Text provided:

□ □ □ □ □

What is an Industrial Designer?

An industrial designer develops the concepts for manufactured products, such as cars, home appliances, electronics, and toys. By combining art, business, and engineering, they make products that people use every day.

What does an Industrial Designer do?

Industrial designers imagine how consumers might use a product and test different designs with consumers to see how each design looks and works. They generally focus on a particular product category.

For example, some design medical equipment, while others work on consumer electronics products, such as computers or smart phones. Yet other designers develop ideas for new bicycles, furniture, housewares, or automobiles.

An industrial designer sketching out a new design concept for an automobile on his computer.

Industrial designers often work with engineers, production experts, and marketing specialists to find out if their designs are feasible and to apply their colleagues’ professional expertise to their designs. For example, industrial designers may work with marketing specialists to develop plans to market new product designs to consumers.

Computers are a major tool for industrial designers. They use computer-aided design software (CAD) to sketch ideas because computers make it easy to make changes and show alternatives. If they work for manufacturers, they may also use computer-aided industrial design software (CAID) to create specific machine-readable instructions that tell other machines exactly how to build the product.

□ □ □ □ □

Records shown:

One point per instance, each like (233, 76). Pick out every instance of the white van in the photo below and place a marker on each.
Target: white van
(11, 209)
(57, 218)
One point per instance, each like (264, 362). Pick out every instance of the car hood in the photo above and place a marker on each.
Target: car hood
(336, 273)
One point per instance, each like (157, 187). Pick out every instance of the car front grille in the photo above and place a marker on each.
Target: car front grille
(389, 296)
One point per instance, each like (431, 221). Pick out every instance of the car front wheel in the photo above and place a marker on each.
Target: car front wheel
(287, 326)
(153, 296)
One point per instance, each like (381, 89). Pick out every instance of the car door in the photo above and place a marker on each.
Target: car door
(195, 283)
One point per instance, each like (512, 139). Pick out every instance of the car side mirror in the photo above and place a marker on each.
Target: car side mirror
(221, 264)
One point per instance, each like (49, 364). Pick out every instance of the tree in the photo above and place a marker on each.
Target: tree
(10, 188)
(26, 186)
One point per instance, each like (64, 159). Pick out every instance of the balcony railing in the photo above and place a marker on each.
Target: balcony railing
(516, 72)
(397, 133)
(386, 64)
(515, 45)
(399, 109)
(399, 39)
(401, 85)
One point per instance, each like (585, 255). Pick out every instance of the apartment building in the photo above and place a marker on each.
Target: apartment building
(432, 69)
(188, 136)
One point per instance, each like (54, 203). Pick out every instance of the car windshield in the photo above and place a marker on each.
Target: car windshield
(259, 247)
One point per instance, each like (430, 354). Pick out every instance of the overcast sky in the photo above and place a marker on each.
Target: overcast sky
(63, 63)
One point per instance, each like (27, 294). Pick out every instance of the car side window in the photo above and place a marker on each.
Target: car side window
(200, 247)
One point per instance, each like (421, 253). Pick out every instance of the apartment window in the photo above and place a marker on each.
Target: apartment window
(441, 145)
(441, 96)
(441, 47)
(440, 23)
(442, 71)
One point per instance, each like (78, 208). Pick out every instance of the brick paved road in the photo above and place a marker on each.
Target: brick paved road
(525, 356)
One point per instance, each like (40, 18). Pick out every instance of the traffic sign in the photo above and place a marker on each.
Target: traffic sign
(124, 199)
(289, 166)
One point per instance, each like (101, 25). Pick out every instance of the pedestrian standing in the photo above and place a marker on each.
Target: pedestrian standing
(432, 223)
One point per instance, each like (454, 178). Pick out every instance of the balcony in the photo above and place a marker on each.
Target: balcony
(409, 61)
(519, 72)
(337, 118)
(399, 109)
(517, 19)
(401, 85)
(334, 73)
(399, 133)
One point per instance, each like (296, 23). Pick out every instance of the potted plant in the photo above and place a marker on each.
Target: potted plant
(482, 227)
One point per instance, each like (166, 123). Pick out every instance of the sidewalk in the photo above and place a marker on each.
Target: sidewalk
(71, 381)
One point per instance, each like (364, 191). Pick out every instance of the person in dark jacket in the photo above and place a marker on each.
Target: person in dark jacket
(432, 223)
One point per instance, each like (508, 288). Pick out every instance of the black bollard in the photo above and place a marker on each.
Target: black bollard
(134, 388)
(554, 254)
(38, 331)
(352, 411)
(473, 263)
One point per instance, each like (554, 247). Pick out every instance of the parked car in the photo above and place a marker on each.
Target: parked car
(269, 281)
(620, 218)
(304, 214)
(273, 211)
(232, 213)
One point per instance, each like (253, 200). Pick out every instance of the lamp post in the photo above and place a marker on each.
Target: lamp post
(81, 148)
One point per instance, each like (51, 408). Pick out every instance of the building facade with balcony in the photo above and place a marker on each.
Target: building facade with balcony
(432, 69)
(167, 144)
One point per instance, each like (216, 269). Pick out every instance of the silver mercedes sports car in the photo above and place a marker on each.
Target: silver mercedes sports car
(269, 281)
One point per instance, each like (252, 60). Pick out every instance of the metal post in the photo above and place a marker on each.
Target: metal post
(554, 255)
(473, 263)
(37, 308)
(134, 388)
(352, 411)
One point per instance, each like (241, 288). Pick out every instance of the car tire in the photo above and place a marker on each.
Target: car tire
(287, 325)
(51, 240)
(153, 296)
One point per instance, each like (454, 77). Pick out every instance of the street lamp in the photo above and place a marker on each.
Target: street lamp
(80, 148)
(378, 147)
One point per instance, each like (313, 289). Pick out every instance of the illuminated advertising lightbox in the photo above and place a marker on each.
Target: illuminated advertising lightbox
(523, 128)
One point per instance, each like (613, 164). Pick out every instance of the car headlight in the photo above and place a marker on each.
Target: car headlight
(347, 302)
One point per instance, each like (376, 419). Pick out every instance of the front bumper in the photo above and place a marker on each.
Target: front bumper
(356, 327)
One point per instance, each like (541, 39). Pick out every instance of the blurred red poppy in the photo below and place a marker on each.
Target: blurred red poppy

□ □ □ □ □

What you need to do:
1. Retype the passage on industrial designers, beginning at the words "An industrial designer develops" and stopping after the words "use every day.".
2. Write what comes next in the passage on industrial designers, starting after its final sentence.
None of the material is needed here.

Answers provided:
1.
An industrial designer develops the concepts for manufactured products, such as cars, home appliances, electronics, and toys. By combining art, business, and engineering, they make products that people use every day.

2.
An industrial designer will typically do the following:

  • Research who will use the product and the various ways it might be used
  • Sketch out ideas or create blueprints
  • Use computer software to develop virtual models of different designs
  • Examine materials and production costs to determine manufacturing requirements
  • Work with other specialists to evaluate whether their design concepts will fill the need at a reasonable cost
  • Evaluate product safety, appearance, and function to determine if a design is practical
  • Present designs and demonstrate prototypes to clients for approval

Are you suited to be an industrial designer?

Industrial designers have distinct personalities. They tend to be artistic individuals, which means they’re creative, intuitive, sensitive, articulate, and expressive. They are unstructured, original, nonconforming, and innovative. Some of them are also enterprising, meaning they’re adventurous, ambitious, assertive, extroverted, energetic, enthusiastic, confident, and optimistic.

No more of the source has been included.